*GOAL*
Gather each line in the records that contains the word "black". Case counts.
===== MATERIALS PROVIDED
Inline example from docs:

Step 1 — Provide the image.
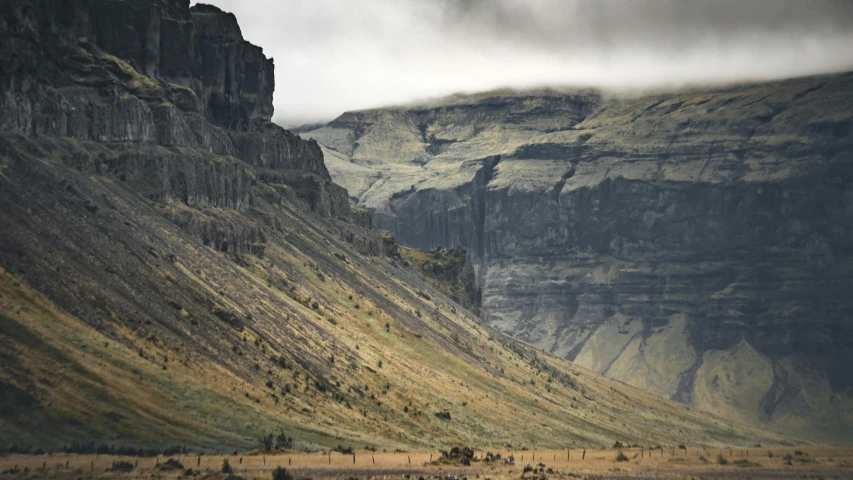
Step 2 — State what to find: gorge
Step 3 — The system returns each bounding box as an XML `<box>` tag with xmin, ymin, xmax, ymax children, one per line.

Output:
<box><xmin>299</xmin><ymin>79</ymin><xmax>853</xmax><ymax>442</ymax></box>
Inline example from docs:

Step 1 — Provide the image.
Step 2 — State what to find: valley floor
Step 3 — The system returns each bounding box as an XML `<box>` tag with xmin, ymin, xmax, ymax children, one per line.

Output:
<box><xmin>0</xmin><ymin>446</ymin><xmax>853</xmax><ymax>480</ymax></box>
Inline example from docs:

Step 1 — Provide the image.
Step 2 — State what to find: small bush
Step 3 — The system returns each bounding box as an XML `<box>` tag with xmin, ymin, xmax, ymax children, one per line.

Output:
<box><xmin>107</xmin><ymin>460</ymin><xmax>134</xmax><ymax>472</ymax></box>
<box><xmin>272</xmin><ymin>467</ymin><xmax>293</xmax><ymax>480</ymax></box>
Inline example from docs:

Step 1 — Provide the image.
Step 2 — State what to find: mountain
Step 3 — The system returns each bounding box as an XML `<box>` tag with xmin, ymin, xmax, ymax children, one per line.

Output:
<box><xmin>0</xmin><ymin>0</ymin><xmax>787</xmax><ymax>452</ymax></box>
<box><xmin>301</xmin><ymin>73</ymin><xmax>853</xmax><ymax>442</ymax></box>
==========
===== MATERIALS PROVIDED
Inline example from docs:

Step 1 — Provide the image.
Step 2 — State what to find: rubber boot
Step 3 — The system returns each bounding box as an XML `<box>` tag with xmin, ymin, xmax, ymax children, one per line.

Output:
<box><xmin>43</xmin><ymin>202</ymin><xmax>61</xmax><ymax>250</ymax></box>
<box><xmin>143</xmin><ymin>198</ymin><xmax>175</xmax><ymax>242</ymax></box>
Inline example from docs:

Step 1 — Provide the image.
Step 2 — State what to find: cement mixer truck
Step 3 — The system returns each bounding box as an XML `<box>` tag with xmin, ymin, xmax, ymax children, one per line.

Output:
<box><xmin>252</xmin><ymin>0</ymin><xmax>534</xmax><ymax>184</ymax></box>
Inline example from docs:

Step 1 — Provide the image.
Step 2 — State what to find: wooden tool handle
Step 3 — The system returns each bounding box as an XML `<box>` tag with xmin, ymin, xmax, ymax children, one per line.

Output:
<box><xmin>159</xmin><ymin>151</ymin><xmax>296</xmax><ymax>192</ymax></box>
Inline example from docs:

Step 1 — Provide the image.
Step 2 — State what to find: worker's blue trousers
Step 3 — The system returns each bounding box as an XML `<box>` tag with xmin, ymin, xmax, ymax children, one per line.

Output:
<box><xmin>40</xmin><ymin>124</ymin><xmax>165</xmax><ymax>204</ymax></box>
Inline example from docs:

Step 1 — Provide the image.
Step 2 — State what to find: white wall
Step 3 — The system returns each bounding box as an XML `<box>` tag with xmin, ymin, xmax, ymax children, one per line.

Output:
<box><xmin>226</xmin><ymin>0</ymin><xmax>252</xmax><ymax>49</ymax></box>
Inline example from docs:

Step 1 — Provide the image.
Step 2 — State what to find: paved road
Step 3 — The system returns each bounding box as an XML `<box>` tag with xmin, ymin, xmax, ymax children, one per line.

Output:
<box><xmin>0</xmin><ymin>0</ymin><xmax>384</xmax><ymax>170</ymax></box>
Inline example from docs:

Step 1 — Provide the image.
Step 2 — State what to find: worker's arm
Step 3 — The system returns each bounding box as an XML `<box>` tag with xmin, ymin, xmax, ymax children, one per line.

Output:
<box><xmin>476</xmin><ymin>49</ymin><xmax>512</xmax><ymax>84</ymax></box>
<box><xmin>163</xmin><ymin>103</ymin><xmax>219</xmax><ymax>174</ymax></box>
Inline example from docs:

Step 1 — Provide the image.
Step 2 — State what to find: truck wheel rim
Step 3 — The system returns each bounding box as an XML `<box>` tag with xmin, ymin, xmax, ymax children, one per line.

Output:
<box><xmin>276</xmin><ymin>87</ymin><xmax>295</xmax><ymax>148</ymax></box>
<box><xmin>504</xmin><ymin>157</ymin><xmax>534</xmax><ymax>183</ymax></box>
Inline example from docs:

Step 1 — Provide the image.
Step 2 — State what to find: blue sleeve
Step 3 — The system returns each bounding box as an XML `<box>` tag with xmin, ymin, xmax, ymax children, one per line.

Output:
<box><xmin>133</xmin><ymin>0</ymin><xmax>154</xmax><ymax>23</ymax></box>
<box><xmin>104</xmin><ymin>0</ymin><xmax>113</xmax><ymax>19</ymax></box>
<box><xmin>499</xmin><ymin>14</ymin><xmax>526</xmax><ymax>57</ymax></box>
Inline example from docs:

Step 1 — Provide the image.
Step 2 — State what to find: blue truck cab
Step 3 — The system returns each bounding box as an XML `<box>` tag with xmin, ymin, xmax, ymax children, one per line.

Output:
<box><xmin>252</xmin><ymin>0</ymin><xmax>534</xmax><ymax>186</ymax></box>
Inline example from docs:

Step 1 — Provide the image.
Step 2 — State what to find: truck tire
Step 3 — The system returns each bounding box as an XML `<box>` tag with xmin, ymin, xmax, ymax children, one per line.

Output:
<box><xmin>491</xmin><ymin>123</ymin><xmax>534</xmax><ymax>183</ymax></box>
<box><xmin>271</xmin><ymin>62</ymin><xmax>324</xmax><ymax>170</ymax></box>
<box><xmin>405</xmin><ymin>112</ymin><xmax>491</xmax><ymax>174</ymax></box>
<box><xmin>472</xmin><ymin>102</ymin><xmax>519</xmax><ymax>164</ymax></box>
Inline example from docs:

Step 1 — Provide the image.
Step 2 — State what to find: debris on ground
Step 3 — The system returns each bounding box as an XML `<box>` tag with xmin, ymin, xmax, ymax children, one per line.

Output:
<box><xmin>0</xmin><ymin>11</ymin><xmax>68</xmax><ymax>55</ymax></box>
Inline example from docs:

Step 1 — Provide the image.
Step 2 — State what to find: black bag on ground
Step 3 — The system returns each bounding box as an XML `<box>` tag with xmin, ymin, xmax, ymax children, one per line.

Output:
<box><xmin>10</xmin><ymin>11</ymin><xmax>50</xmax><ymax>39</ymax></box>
==========
===== MATERIALS PROVIDED
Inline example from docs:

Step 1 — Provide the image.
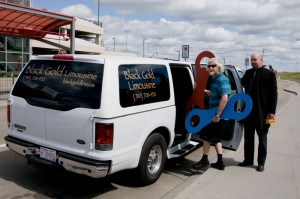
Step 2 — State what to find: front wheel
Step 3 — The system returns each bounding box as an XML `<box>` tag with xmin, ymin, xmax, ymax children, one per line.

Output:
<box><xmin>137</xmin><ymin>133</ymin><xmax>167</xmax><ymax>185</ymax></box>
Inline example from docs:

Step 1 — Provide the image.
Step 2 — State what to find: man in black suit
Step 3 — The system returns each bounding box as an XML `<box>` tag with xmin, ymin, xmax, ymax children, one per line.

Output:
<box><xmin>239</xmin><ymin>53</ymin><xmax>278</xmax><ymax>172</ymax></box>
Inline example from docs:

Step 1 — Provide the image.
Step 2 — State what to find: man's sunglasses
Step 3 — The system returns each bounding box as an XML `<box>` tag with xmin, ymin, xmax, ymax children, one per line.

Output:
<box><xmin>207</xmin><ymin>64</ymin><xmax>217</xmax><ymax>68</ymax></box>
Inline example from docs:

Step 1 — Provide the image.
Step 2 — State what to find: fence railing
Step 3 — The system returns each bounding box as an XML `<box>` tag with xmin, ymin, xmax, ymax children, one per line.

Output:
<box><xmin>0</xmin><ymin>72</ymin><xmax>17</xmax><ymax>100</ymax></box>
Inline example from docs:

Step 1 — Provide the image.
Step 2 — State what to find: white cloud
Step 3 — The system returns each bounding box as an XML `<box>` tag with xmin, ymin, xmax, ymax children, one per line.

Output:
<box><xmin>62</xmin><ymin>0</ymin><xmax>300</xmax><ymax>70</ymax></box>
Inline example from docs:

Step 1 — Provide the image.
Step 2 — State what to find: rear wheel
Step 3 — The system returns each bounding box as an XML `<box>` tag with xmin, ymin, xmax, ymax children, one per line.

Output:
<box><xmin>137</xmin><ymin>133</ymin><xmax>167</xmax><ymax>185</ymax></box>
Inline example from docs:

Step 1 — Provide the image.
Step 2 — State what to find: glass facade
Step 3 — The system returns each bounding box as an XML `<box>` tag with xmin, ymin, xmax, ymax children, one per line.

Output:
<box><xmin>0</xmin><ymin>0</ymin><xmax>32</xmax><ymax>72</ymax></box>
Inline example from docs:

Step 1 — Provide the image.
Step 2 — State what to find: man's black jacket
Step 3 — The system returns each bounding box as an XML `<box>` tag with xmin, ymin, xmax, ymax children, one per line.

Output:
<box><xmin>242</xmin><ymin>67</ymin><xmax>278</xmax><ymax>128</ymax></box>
==========
*EXPECTED ANSWER*
Step 2 — State what to find: black bag on ground
Step 2 — State what to find: man in black suit
Step 2 — State what to find: man's black jacket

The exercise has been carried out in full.